Aim of the task –
Lay out the lines of the records between the lines holding "Where can you spot the green sepal" and "pixel 681 863", inclusive, as a Markdown table with columns n and Line, leaving out any blank lines.

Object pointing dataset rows
____

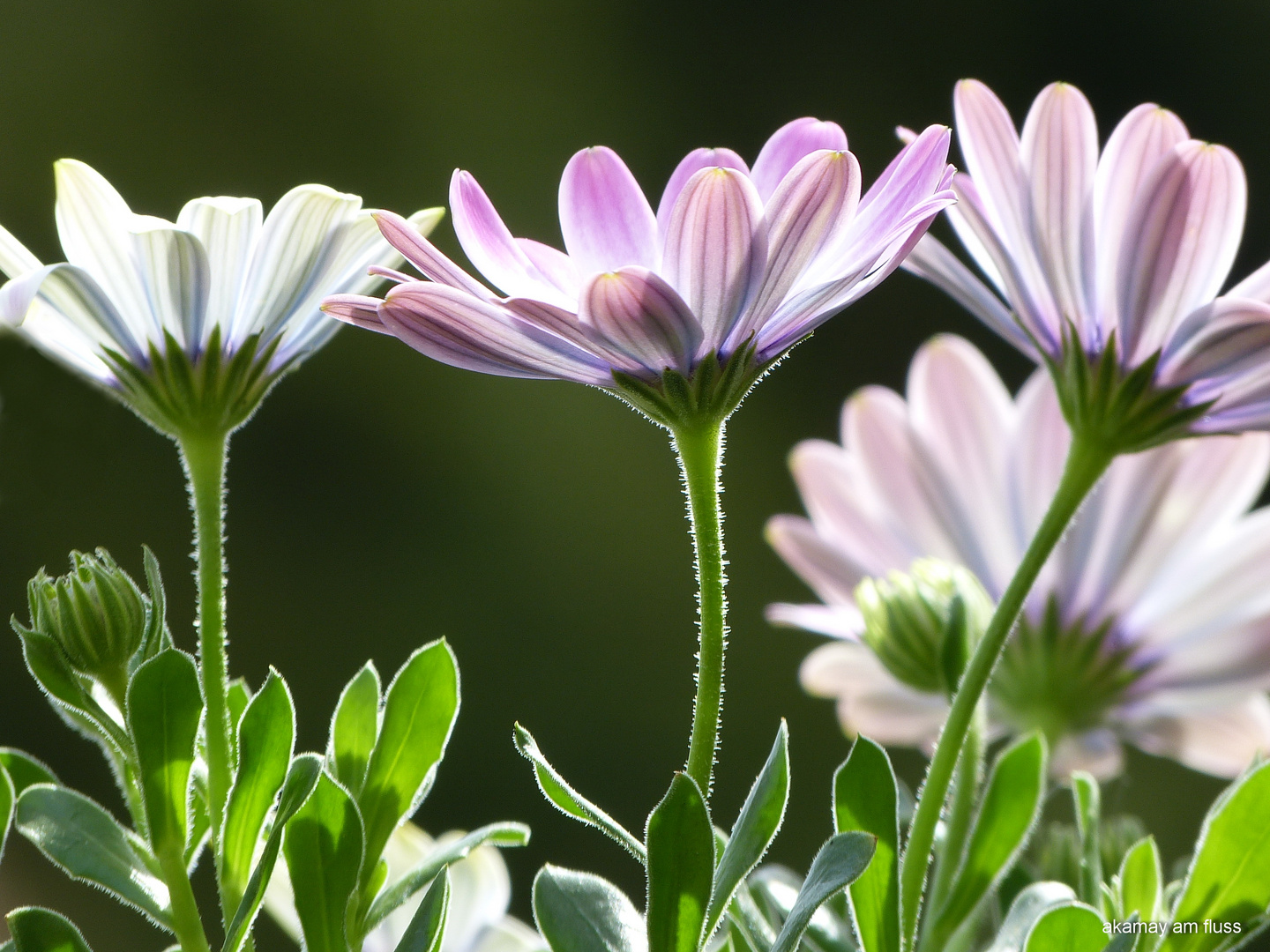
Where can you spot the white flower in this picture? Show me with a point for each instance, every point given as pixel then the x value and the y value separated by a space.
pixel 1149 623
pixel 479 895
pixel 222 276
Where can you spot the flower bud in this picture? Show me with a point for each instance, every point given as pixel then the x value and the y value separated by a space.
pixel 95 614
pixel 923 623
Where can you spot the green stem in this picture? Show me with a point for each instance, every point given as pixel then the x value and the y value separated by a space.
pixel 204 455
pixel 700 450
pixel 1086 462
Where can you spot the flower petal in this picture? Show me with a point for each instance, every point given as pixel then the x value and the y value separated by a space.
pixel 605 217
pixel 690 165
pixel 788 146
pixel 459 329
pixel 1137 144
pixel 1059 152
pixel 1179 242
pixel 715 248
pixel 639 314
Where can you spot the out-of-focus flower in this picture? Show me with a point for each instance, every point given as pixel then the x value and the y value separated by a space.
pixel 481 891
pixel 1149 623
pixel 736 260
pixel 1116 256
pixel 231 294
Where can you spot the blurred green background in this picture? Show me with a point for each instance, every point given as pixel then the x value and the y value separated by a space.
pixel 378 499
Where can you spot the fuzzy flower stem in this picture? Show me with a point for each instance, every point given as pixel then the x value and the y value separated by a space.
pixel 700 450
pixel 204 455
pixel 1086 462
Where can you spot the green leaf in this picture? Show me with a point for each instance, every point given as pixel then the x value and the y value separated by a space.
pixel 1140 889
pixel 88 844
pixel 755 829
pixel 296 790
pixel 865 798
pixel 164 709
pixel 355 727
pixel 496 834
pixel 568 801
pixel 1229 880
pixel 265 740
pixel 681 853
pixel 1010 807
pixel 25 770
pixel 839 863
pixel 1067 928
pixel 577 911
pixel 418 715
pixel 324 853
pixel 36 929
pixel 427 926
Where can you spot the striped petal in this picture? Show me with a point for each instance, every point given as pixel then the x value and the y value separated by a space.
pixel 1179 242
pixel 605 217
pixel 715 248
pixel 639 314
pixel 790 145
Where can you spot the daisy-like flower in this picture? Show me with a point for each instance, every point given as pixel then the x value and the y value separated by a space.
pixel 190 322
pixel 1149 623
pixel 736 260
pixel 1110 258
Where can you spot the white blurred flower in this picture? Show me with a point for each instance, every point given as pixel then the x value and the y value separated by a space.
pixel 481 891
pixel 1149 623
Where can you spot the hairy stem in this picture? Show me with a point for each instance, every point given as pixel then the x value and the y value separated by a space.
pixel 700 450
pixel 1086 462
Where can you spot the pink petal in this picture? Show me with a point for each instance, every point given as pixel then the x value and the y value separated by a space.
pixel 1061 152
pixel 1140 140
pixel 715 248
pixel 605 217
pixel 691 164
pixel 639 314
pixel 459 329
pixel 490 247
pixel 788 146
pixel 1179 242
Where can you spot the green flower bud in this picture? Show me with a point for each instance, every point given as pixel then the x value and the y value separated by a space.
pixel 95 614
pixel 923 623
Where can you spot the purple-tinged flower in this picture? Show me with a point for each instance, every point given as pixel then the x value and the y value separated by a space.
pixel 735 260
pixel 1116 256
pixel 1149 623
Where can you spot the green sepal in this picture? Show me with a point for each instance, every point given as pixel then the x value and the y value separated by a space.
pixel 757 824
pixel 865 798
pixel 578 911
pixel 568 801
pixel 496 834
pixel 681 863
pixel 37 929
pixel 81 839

____

Correct result –
| n | Line |
|---|---|
| 1 | Where can you spot the green sepal in this picture? Show me with a point for each instance, every point given as pixel then the x value and the y value separated by a space. |
| 2 | pixel 757 824 |
| 3 | pixel 865 798 |
| 4 | pixel 578 911 |
| 5 | pixel 568 801 |
| 6 | pixel 496 834 |
| 7 | pixel 681 863 |